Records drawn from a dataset
================================

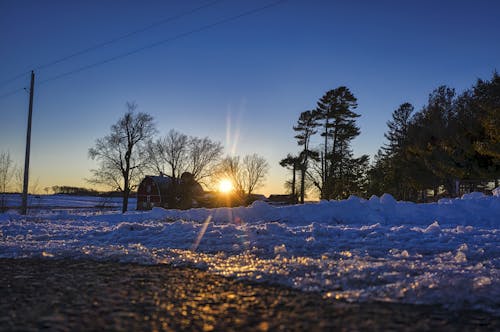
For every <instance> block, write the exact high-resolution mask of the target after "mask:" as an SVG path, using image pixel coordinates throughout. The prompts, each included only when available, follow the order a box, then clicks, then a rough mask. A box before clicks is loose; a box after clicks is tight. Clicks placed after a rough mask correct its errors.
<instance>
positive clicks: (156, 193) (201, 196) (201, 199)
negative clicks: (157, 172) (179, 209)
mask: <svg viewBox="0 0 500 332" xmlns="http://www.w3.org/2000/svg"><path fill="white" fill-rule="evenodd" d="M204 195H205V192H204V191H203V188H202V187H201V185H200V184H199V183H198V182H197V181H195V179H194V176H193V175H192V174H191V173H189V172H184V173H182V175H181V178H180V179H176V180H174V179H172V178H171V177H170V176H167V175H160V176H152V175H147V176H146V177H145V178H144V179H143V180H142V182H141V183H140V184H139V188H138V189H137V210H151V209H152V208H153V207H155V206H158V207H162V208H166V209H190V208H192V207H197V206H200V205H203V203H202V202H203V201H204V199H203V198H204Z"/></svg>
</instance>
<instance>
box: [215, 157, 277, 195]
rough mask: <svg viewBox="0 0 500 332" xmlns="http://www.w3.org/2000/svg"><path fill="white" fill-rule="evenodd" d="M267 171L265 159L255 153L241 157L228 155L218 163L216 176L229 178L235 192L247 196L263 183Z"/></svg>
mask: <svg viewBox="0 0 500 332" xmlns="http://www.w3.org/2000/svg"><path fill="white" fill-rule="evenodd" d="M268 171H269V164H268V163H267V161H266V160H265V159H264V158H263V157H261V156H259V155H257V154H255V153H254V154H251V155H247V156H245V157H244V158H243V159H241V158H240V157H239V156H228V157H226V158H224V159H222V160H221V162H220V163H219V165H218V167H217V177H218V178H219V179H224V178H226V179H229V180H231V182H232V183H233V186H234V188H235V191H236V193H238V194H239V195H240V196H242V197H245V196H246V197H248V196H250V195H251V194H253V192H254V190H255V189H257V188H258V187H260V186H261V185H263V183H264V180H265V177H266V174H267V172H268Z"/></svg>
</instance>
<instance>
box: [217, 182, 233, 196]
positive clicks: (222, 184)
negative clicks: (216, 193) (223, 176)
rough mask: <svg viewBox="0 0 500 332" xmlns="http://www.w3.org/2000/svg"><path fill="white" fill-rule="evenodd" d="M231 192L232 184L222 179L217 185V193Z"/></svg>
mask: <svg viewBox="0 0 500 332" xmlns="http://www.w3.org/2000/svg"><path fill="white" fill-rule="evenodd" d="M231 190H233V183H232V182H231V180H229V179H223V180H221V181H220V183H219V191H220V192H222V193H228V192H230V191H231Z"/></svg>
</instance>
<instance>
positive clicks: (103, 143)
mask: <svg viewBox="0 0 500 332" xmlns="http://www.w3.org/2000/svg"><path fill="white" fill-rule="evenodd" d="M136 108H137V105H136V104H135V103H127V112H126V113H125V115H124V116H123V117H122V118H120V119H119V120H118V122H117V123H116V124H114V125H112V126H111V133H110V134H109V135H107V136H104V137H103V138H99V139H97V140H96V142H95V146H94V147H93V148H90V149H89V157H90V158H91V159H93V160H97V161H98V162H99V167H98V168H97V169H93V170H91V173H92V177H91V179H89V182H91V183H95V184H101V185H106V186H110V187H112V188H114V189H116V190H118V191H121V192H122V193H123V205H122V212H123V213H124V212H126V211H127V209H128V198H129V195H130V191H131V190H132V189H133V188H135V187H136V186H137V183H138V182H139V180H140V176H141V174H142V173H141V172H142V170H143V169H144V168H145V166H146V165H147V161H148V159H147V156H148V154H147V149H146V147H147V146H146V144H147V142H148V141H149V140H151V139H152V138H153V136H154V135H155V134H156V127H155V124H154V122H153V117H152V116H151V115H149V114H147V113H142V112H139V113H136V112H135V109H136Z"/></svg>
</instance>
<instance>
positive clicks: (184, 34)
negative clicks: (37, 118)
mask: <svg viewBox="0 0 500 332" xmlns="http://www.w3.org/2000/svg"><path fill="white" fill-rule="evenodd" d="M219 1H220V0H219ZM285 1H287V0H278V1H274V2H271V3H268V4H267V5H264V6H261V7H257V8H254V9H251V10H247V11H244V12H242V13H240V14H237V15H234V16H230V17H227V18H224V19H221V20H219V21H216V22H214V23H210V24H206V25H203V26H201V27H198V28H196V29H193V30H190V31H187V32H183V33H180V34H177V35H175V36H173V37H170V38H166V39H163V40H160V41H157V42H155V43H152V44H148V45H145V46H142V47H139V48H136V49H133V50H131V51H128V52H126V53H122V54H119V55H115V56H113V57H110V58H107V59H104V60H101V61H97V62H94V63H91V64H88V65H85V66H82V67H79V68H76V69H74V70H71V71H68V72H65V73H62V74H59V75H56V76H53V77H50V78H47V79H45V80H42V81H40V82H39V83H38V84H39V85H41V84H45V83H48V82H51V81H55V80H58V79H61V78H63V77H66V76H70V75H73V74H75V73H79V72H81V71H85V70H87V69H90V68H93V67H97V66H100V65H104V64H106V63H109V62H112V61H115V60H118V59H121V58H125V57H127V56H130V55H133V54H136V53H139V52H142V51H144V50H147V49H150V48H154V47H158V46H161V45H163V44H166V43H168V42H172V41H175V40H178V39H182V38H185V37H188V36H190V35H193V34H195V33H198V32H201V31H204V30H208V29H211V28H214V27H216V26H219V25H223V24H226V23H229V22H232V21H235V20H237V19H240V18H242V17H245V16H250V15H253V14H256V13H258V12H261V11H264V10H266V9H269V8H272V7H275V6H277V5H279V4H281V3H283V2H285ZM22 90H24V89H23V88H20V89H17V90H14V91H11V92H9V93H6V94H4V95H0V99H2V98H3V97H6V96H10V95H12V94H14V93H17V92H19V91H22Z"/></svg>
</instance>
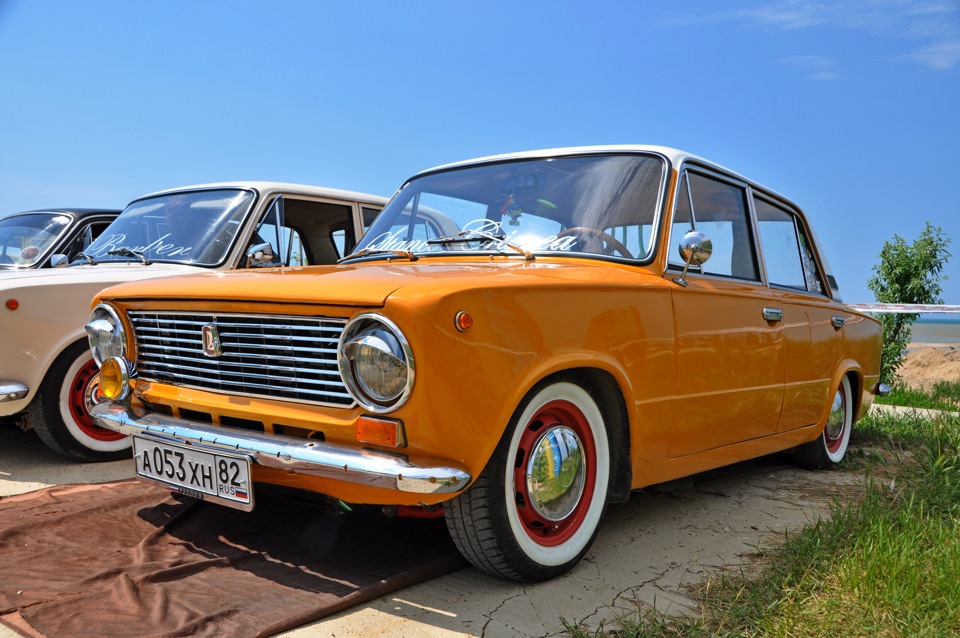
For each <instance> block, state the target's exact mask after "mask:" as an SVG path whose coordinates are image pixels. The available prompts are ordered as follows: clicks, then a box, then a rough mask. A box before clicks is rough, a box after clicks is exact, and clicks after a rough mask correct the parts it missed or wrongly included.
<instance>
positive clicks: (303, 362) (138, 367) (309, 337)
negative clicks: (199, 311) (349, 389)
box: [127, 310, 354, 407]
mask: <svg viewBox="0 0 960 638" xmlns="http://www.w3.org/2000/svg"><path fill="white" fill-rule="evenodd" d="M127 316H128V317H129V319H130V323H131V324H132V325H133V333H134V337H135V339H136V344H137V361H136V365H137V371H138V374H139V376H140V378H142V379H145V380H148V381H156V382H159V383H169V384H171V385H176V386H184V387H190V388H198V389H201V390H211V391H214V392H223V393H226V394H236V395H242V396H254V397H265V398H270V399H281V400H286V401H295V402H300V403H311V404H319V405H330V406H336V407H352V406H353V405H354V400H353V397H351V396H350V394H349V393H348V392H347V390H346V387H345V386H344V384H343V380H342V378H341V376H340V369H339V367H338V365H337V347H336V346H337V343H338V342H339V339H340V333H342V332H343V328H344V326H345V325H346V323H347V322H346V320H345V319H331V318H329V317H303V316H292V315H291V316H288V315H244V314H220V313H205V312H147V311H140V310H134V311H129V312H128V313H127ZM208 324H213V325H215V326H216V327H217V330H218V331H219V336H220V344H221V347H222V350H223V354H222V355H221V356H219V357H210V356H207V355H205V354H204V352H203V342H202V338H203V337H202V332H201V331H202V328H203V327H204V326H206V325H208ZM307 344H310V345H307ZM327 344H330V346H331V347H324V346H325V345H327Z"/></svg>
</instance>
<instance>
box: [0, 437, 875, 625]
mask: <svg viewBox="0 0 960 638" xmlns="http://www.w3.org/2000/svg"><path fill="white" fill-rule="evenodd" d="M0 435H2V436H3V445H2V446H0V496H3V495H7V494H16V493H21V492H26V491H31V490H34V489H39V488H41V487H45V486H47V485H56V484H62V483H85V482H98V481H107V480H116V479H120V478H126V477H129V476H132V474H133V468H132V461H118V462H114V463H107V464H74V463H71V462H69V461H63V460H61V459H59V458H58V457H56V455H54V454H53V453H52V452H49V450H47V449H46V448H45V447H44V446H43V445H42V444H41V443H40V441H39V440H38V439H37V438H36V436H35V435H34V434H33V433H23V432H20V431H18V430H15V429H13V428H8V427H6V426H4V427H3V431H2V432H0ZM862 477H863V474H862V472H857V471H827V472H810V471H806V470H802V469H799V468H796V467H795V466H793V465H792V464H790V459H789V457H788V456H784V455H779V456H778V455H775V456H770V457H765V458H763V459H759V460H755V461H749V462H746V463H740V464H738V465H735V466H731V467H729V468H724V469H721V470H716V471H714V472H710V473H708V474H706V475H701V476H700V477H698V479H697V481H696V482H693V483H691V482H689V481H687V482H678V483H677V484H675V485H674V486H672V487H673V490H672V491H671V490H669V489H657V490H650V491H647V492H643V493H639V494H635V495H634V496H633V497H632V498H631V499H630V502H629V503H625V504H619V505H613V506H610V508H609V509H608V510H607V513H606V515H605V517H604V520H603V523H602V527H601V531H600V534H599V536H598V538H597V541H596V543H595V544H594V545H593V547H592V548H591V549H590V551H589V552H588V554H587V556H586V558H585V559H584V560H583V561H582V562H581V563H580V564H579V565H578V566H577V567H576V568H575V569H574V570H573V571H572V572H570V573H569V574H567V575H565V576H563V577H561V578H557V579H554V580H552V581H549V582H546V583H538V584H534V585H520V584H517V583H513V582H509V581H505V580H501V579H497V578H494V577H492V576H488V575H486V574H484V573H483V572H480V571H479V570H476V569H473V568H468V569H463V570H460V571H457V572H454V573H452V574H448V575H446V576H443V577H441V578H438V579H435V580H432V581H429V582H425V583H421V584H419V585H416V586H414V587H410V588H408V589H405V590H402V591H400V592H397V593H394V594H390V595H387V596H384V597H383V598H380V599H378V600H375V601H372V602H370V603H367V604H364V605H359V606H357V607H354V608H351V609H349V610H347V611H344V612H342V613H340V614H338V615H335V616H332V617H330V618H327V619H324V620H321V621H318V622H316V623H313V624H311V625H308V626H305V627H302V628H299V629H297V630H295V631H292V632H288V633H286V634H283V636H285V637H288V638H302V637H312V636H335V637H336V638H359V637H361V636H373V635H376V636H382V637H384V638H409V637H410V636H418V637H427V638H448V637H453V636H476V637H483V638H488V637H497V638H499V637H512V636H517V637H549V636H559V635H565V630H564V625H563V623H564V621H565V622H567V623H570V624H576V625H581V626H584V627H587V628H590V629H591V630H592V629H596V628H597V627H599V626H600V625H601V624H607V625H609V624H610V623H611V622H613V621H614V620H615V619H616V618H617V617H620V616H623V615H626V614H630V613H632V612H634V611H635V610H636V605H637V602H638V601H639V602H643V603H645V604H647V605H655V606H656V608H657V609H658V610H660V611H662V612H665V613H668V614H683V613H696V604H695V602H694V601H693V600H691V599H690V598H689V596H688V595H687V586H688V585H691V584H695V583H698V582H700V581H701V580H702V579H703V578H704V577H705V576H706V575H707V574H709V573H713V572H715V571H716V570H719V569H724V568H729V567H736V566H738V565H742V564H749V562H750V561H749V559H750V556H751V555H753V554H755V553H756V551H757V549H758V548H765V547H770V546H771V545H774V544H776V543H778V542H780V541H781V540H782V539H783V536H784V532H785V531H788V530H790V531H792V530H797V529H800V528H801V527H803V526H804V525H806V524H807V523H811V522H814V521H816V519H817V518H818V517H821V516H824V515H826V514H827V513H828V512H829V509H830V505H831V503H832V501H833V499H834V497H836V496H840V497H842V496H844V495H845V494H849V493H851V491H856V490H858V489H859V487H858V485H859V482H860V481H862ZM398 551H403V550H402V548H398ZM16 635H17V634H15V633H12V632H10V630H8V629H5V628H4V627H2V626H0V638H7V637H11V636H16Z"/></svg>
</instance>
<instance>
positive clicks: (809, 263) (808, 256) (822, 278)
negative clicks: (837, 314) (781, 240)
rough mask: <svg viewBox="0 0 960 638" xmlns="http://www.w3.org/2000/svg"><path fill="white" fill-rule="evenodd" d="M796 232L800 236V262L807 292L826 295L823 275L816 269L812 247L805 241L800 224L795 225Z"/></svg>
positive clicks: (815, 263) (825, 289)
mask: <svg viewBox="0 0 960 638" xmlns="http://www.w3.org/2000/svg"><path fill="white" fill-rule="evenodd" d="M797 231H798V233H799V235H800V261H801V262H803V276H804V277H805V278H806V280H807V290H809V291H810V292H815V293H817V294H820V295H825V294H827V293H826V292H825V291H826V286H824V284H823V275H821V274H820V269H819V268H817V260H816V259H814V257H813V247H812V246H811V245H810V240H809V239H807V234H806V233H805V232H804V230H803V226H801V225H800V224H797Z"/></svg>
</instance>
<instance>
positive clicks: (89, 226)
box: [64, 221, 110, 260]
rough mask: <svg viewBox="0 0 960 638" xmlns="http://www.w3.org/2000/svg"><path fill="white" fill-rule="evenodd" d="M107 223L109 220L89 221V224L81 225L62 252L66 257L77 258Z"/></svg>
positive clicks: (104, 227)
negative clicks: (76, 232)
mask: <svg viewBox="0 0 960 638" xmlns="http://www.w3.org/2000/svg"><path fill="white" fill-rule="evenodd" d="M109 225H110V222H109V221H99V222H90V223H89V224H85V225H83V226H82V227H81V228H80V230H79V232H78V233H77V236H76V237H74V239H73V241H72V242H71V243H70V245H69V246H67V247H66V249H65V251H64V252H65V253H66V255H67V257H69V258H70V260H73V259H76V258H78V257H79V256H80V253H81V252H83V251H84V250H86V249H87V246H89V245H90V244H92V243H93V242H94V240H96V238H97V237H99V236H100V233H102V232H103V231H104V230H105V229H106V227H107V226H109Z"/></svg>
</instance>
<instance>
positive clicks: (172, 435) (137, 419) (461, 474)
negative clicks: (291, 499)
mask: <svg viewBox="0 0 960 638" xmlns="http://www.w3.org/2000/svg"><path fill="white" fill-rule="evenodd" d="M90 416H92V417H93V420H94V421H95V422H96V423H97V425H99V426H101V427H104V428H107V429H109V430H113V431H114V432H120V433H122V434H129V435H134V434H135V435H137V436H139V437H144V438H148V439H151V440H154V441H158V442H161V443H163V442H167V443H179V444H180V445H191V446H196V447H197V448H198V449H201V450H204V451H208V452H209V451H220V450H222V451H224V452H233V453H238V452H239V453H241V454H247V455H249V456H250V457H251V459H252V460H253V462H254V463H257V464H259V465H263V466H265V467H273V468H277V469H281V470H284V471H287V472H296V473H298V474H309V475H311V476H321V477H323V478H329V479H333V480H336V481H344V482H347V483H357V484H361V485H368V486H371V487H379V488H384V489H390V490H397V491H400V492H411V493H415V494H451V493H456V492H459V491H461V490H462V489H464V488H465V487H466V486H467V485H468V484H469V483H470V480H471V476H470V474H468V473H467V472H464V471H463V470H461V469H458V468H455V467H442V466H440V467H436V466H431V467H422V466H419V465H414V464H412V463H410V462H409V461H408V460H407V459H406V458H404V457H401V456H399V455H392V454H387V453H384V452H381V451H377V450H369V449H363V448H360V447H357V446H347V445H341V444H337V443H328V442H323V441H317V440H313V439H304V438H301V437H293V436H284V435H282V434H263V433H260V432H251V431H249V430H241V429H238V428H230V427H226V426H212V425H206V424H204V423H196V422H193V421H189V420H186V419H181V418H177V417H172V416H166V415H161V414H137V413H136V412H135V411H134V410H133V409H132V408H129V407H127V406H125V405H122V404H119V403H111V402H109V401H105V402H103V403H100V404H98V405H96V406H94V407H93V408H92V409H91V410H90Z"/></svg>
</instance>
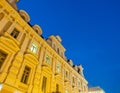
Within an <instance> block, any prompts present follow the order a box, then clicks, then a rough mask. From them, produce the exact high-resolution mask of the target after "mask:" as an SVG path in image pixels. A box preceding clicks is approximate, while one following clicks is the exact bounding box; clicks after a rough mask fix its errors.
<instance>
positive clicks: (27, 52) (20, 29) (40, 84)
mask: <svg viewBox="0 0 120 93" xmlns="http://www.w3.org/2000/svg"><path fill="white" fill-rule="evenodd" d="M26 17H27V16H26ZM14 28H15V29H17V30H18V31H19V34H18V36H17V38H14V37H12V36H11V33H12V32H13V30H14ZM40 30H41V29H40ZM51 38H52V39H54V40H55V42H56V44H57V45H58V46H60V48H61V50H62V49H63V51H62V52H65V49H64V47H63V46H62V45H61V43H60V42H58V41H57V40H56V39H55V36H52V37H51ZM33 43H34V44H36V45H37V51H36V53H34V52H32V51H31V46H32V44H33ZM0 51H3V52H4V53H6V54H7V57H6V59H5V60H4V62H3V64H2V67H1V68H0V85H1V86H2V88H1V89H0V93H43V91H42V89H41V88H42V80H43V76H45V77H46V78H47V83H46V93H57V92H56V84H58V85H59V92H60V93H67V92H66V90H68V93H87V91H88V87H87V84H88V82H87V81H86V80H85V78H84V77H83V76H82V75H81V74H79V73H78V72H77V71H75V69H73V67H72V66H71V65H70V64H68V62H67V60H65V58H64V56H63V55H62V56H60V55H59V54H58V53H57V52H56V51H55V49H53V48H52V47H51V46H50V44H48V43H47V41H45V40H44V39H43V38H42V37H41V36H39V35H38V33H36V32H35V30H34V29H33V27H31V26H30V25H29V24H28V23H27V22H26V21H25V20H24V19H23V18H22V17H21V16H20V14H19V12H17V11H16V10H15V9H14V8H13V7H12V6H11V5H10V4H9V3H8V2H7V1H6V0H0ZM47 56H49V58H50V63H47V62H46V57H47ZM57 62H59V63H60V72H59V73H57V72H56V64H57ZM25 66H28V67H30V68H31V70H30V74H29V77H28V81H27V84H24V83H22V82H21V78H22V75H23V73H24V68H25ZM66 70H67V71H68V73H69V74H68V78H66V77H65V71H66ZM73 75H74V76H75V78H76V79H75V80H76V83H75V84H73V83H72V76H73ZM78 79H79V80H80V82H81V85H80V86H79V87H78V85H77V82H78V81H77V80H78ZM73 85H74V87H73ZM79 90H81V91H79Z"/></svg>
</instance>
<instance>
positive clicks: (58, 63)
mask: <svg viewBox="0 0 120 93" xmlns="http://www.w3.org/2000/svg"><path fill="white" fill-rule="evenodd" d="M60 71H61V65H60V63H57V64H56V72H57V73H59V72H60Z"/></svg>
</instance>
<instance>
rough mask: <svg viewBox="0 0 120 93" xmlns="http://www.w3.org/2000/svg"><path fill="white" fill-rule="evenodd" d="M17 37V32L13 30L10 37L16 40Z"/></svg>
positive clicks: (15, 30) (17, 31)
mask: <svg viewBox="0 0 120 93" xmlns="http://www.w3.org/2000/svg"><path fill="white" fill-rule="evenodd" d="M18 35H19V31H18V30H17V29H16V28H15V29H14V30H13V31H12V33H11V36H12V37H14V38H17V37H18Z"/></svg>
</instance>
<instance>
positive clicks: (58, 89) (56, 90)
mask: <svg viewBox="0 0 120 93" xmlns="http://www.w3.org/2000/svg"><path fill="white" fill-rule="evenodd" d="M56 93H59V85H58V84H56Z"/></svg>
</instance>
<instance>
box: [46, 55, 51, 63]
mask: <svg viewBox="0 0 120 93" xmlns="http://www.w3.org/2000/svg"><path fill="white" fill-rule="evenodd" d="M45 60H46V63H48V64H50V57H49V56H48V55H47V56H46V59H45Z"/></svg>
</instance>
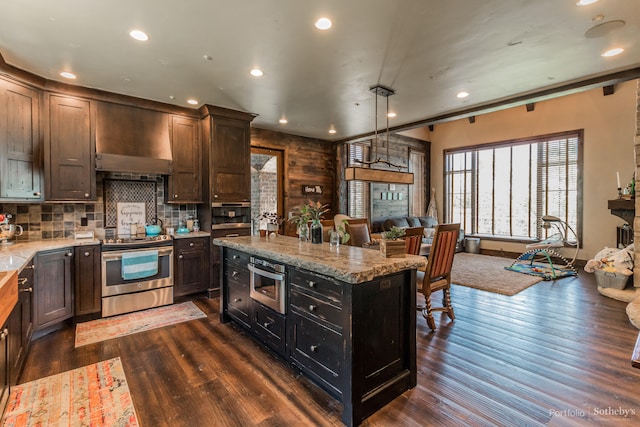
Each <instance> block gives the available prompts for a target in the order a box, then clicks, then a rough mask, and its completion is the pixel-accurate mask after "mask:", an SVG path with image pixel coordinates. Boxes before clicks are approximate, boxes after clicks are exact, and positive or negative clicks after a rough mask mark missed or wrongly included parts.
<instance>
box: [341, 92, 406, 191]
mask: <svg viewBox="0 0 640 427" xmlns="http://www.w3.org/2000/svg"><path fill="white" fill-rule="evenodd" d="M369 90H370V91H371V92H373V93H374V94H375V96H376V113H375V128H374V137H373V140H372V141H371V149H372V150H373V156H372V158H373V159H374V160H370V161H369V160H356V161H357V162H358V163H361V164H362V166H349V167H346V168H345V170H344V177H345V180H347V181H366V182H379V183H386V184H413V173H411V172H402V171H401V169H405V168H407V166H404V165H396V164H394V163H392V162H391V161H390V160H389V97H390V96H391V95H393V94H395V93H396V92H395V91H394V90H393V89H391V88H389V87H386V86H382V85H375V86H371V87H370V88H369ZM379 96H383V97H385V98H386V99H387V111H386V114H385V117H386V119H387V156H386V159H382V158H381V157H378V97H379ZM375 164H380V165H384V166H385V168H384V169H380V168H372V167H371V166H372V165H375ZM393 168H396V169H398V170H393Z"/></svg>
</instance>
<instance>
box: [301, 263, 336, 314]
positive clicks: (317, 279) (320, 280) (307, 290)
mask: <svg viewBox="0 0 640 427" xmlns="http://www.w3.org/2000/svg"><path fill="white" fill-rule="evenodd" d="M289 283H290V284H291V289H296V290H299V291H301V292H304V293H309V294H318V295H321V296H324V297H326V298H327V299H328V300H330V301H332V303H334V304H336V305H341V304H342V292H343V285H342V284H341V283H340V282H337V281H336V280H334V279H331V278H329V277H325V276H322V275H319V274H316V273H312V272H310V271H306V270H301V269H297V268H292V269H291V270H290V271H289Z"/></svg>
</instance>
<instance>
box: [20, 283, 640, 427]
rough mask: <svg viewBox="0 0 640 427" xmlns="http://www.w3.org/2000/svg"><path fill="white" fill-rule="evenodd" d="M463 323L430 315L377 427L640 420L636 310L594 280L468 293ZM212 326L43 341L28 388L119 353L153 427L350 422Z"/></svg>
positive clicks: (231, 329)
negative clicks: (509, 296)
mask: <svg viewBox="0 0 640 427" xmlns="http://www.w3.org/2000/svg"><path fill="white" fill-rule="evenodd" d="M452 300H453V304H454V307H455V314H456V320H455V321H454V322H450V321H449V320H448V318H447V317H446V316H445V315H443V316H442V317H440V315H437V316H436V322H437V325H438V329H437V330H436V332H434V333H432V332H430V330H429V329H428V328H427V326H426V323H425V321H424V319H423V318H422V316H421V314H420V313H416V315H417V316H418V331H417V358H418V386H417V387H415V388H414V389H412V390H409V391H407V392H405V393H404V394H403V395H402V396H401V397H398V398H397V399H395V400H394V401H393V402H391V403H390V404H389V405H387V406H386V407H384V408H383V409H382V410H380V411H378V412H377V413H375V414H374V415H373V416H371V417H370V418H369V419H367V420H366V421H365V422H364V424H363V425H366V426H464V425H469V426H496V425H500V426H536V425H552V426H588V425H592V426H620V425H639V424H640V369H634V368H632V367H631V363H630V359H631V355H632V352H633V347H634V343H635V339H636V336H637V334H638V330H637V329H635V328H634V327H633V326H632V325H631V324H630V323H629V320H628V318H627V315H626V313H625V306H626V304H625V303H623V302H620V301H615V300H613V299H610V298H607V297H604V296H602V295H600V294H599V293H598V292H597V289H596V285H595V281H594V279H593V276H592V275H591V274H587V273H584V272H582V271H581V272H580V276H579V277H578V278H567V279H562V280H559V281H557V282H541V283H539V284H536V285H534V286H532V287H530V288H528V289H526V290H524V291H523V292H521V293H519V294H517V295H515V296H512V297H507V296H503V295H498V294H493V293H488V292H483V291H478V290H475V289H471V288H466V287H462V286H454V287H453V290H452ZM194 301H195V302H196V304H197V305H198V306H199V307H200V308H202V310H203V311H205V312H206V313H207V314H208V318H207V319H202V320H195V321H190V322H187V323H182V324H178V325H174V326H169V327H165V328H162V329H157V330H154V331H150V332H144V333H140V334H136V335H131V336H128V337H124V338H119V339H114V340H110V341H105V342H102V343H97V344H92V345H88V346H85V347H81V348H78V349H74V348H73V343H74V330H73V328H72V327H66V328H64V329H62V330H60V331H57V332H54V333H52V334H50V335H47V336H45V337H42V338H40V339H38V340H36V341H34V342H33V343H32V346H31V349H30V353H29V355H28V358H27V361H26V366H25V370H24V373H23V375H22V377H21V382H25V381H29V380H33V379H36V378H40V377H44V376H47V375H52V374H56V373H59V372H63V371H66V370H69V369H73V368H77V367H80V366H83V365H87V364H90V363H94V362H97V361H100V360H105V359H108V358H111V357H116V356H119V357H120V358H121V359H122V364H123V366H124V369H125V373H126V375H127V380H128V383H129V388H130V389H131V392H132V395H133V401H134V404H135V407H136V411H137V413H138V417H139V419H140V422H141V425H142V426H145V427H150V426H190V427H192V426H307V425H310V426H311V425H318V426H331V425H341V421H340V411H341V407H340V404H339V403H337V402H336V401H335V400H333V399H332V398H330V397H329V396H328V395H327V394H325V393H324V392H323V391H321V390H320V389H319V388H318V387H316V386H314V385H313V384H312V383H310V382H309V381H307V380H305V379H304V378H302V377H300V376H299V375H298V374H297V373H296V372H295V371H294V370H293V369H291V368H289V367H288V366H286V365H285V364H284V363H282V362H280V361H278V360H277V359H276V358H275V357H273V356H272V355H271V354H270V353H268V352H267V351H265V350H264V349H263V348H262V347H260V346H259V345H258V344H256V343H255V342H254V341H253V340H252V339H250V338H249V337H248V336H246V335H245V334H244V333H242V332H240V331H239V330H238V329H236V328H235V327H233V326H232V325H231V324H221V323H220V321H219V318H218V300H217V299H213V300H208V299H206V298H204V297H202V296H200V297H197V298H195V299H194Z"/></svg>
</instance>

================================

:: Your objective ::
Show all lines above that contain "correct".

:: Exercise answer ::
For every <instance> block, write the exact high-resolution mask of the target after "mask:" as an SVG path, using image pixel coordinates throughout. The prompts, each included only when available, follow the order a box, then clicks, then a rough mask. A box before clicks is loose; a box after clicks is tight. Clicks placed after a rough mask correct its errors.
For each <instance> block, state the target's exact mask after "mask:" as an SVG path whose coordinates are image pixels. The available prompts are ordered as follows: clicks, then a box, then a rough mask. A box before clicks is rough, a box after clicks is exact, and clicks after a rough mask correct the parts it missed or wrongly included.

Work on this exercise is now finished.